Let $\mathit{W}=\mathit{W}\left(\mathit{w}\right)=\mathit{U}{\mathrm{diag}}_n\left(1,{\lambda }_2\left(\mathit{W}\right),\dots ,{\lambda }_n\left(\mathit{W}\right)\right){\mathit{U}}^{\top }$ be as in the proof of Lemma 1, with $\mathit{U}=\left({\mathit{u}}_1|{\mathit{u}}_2\left|\dots \right|{\mathit{u}}_n\right)$. Observe that ${\lambda }_2\left(\mathit{W}\right)\ne 0$, as $|{\lambda }_2\left(\mathit{W}\right)|=f\left(\mathit{w}\right)\ne 0$.

(Dataset items)
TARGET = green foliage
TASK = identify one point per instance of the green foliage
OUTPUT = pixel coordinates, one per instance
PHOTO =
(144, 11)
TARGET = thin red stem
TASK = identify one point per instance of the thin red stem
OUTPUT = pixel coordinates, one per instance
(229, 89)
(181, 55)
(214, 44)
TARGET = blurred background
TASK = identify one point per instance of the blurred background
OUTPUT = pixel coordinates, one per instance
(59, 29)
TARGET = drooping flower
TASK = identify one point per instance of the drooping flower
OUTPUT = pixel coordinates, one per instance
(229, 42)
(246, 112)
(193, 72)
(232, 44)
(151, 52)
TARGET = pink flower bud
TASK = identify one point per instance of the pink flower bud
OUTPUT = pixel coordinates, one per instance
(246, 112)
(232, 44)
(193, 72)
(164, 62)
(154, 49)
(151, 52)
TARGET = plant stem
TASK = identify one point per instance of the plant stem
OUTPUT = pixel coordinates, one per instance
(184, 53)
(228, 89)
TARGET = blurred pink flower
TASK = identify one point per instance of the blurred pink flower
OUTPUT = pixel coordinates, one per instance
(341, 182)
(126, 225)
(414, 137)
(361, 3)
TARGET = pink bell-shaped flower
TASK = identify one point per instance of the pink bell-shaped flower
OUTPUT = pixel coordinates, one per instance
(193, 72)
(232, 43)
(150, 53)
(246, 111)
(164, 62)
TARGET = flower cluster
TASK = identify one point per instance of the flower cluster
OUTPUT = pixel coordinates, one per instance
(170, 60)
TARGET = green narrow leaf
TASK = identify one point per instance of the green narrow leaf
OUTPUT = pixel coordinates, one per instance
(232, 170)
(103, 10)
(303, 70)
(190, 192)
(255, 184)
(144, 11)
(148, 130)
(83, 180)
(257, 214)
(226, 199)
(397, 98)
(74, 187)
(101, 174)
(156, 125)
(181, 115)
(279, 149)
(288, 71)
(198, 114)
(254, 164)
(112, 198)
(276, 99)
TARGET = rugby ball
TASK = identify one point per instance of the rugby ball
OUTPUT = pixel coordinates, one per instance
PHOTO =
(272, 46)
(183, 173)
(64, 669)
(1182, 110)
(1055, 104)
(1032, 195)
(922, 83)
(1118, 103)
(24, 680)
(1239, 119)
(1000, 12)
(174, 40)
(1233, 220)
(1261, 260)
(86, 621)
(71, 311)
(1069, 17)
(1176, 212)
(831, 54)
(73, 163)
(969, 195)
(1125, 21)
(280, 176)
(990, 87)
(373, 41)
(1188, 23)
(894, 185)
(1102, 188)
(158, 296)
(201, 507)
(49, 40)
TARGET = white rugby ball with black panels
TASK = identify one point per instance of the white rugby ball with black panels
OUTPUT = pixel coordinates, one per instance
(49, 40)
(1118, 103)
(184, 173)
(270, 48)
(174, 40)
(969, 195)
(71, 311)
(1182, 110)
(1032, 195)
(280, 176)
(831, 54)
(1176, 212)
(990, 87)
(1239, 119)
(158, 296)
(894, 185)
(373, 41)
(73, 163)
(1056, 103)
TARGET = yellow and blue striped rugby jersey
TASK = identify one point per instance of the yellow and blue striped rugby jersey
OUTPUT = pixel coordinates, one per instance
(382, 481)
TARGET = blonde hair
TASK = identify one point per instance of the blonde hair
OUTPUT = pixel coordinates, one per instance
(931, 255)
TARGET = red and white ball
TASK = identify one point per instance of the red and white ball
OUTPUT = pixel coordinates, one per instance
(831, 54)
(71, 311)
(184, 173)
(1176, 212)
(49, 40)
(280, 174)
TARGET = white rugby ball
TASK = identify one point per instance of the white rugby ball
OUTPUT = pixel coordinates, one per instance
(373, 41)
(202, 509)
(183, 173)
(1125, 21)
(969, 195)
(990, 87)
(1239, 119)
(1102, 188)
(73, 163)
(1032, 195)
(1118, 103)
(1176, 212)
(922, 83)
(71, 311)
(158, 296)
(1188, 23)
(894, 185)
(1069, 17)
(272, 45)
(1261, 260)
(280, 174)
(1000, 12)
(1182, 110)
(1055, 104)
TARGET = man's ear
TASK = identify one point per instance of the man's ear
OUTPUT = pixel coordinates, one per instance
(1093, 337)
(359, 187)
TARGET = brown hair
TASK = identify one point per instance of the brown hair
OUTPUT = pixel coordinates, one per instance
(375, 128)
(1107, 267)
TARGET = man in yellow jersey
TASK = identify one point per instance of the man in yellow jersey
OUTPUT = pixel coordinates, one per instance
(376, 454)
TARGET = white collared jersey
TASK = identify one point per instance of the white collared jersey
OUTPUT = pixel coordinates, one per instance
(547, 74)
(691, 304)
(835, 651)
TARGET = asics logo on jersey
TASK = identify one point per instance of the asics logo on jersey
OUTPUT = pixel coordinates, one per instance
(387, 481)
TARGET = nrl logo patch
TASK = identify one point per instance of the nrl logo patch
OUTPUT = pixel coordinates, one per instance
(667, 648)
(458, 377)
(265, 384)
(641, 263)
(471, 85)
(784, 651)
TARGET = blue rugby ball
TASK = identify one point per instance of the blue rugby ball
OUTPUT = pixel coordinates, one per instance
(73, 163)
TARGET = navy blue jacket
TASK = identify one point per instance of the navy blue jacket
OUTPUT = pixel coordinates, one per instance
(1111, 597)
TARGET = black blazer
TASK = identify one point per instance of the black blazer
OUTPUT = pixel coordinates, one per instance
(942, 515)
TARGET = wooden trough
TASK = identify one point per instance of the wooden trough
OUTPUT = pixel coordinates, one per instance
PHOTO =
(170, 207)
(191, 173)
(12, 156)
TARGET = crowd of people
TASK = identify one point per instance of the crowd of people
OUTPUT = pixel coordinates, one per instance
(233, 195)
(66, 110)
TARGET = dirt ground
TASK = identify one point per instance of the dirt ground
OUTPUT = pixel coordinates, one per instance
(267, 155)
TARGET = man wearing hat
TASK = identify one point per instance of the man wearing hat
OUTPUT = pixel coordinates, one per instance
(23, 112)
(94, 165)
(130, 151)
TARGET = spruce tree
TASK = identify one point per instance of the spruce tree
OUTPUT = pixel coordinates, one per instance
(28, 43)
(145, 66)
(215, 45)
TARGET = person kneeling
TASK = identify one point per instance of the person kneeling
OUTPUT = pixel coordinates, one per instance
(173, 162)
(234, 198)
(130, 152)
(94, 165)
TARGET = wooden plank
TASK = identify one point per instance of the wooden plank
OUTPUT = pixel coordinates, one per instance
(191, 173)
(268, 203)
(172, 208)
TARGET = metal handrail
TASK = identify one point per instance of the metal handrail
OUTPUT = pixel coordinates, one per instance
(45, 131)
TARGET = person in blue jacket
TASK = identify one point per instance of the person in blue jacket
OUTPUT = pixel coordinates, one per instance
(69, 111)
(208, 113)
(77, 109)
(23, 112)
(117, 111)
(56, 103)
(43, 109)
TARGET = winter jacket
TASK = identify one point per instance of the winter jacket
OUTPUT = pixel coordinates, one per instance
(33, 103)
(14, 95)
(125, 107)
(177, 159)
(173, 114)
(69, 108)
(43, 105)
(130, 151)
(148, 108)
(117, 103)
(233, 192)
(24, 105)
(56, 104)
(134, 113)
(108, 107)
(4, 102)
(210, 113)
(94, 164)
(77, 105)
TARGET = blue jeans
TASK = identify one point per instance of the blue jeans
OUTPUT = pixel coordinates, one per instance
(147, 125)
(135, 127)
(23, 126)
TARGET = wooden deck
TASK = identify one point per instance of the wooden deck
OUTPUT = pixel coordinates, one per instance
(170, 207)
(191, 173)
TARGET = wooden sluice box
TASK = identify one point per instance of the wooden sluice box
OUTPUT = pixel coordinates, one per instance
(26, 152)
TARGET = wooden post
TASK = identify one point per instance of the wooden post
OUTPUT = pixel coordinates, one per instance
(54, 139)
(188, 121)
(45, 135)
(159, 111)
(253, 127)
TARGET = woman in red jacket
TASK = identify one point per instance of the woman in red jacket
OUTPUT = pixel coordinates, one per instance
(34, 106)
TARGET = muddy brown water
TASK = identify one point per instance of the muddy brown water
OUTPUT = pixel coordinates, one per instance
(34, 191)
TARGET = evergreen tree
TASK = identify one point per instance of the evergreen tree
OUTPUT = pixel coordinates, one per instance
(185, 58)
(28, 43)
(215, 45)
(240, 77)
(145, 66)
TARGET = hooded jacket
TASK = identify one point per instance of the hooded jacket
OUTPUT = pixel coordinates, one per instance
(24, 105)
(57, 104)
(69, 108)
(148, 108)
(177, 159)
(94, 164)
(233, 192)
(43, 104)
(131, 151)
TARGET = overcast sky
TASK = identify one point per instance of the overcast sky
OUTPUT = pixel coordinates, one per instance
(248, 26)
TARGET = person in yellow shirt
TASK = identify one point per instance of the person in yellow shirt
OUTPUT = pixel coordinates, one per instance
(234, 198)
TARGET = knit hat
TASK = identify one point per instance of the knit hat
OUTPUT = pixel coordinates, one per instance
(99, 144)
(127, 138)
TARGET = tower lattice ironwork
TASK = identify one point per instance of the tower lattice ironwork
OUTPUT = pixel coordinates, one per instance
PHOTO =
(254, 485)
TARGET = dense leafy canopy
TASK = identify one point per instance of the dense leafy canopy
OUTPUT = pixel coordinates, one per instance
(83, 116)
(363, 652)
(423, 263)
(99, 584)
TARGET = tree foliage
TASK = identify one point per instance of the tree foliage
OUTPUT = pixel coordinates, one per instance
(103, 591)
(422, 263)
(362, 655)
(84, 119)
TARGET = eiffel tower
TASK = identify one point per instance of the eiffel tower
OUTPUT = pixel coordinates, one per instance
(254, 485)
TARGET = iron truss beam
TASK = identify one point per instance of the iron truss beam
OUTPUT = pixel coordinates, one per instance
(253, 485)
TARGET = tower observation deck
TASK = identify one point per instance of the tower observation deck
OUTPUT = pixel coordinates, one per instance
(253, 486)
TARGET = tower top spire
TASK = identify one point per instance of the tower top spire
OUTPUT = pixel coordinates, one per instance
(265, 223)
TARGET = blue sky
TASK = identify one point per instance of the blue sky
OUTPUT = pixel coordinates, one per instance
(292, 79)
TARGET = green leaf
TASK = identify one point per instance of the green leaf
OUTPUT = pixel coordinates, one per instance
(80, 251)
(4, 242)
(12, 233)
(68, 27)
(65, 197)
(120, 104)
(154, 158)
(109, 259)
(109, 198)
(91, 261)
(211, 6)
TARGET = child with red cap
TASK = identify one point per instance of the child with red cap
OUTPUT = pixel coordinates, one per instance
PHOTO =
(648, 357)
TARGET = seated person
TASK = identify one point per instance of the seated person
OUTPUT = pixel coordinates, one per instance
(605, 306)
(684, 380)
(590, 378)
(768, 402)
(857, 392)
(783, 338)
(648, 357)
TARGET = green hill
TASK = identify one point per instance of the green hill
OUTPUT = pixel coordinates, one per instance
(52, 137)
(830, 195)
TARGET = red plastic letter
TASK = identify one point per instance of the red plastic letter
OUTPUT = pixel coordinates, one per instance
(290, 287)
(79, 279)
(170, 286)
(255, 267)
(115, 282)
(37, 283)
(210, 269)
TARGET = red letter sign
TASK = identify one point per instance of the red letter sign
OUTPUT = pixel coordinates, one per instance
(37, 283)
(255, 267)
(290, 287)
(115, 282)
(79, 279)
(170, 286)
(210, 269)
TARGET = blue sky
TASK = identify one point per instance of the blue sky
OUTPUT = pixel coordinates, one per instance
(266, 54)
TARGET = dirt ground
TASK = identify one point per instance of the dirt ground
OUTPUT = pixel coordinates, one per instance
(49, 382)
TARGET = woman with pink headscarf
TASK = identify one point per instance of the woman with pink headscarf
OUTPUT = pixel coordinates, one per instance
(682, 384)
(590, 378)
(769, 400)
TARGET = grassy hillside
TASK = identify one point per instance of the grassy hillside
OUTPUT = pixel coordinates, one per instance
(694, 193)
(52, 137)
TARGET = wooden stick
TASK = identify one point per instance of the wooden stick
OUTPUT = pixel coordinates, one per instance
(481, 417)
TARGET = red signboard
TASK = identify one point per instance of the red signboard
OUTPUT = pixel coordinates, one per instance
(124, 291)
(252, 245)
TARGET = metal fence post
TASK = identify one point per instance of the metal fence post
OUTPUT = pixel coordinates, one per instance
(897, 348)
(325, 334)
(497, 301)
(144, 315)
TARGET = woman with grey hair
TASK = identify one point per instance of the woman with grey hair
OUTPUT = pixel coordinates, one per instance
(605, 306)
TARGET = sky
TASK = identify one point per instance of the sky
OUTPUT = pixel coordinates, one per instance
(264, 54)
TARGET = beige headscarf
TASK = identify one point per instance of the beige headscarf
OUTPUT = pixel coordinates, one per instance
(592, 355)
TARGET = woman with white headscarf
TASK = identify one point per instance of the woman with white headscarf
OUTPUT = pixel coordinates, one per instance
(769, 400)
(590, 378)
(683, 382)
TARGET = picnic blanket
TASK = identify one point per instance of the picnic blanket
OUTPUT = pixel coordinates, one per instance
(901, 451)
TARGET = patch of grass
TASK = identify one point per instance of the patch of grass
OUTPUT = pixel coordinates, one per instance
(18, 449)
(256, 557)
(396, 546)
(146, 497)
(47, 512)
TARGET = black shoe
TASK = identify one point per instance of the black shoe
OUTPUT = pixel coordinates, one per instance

■ JOBS:
1 > According to the passage on the matrix W, why is λ₂(W) nonzero? Reply in one to three sentences.
2 > Continue the passage on the matrix W, starting right after its final sentence.

■ OUTPUTS IN ORDER:
1 > λ₂(W) is nonzero because its absolute value equals f(w), and f(w) is not zero.

2 >
If ${(-1)}^{s-1}\left|{\lambda }_2\left(\mathit{W}\right)\right|$ is an eigenvalue of $\mathit{W}$ for some $s\in \{1,2\}$, then we denote by $L_s$ its algebraic multiplicity. Otherwise we set $L_s=0$. From Lemma 1, $f\left(\mathit{w}\right)=|{\lambda }_2\left(\mathit{W}\right)|$ and consequently $L_1$ and $L_2$ cannot be simultaneously zero. Moreover, without loss of generality we can assume that ${\lambda }_2\left(\mathit{W}\right)\ge \dots \ge {\lambda }_{L_1+L_2+1}\left(\mathit{W}\right)$.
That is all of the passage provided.